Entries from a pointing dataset
## Begin

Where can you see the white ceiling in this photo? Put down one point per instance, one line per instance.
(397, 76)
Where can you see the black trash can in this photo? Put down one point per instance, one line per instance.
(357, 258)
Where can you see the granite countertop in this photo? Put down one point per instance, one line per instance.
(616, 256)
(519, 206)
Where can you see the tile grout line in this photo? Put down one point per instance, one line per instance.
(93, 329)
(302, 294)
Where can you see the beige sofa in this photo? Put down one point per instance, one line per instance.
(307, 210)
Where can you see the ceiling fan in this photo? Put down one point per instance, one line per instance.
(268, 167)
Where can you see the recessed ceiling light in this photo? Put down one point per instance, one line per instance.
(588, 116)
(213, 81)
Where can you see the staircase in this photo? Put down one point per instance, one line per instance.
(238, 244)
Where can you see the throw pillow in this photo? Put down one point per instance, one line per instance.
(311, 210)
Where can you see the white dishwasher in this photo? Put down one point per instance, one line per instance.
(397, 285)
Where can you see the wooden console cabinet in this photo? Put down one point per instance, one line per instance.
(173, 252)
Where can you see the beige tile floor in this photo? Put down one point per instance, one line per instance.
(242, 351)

## End
## Begin

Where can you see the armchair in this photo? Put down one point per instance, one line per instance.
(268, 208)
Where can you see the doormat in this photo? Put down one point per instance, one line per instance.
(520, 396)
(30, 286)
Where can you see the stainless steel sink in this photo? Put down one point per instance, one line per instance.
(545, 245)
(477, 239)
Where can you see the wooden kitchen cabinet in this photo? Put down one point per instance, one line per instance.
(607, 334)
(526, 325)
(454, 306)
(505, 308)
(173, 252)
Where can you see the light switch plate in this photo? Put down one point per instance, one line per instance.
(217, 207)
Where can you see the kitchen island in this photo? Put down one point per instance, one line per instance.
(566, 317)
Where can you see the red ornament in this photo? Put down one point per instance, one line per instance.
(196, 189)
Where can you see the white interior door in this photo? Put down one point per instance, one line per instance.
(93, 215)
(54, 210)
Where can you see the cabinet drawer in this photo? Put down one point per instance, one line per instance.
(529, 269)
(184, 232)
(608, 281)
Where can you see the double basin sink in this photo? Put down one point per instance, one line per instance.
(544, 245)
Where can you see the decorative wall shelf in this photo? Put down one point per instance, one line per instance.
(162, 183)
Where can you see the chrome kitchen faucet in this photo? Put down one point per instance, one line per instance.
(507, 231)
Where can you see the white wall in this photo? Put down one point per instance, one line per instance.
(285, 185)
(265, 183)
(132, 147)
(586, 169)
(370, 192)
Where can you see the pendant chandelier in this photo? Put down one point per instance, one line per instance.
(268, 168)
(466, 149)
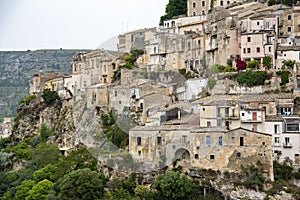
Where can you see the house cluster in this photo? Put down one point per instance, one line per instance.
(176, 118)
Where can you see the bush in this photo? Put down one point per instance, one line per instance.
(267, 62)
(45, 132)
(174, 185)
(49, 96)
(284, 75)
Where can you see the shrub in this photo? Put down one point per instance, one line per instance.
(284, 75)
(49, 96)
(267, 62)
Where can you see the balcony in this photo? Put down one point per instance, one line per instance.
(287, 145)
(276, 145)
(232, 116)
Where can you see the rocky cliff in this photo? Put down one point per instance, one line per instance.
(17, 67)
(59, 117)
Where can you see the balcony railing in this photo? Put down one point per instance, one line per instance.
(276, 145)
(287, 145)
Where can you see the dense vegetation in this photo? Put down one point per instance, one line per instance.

## End
## Begin

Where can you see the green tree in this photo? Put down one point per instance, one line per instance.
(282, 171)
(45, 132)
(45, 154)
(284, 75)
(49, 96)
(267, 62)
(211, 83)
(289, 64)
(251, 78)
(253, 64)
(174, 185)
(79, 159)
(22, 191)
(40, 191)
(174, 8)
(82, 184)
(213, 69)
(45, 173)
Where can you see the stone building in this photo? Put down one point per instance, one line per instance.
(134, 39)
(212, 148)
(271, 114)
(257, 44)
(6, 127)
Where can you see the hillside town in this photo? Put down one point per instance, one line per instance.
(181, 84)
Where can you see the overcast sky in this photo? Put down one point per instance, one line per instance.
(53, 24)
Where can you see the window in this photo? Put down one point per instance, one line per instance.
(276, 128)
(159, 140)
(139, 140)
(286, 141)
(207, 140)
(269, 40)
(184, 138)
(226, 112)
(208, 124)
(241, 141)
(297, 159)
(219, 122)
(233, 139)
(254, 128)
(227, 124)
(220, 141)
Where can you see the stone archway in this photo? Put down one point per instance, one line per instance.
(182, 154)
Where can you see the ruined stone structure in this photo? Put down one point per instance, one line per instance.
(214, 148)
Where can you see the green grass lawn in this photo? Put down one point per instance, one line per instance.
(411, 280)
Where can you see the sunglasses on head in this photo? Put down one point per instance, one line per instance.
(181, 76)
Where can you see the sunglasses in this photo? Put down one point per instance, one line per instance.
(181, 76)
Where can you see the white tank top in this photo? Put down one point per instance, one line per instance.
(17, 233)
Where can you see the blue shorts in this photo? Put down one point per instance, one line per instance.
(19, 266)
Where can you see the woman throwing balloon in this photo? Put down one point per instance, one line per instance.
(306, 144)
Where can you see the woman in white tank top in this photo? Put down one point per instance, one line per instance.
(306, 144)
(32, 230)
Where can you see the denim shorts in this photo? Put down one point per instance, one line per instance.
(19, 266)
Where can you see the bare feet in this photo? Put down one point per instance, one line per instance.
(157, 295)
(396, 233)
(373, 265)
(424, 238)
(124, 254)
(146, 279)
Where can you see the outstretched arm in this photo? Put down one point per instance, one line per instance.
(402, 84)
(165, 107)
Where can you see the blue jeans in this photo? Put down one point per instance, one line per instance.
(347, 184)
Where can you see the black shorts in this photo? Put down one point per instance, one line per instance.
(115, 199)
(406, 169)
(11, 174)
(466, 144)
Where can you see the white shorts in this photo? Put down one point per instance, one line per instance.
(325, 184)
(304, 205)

## End

◆ What you need to do ◆
Convert the lines of the items starting at the line containing "Where can you see the balcony in" and ending at the line containing "Where can you see the dense", both included, into a JSON list of strings with one string per line and blank lines omitted.

◆ Full response ◆
[
  "Where can you see the balcony in this photo? Put down one point per instance, one line per instance.",
  "(287, 145)",
  "(276, 145)",
  "(232, 116)",
  "Where can you see the rocky cliff in this photo? Put down one point per instance, one line per instance.",
  "(17, 67)",
  "(59, 117)",
  "Where can you see the balcony railing in this photo? Put down one point per instance, one line per instance.",
  "(276, 145)",
  "(287, 145)",
  "Where can you see the dense vegetation in this photo? Put down one point per instance, one line per instance."
]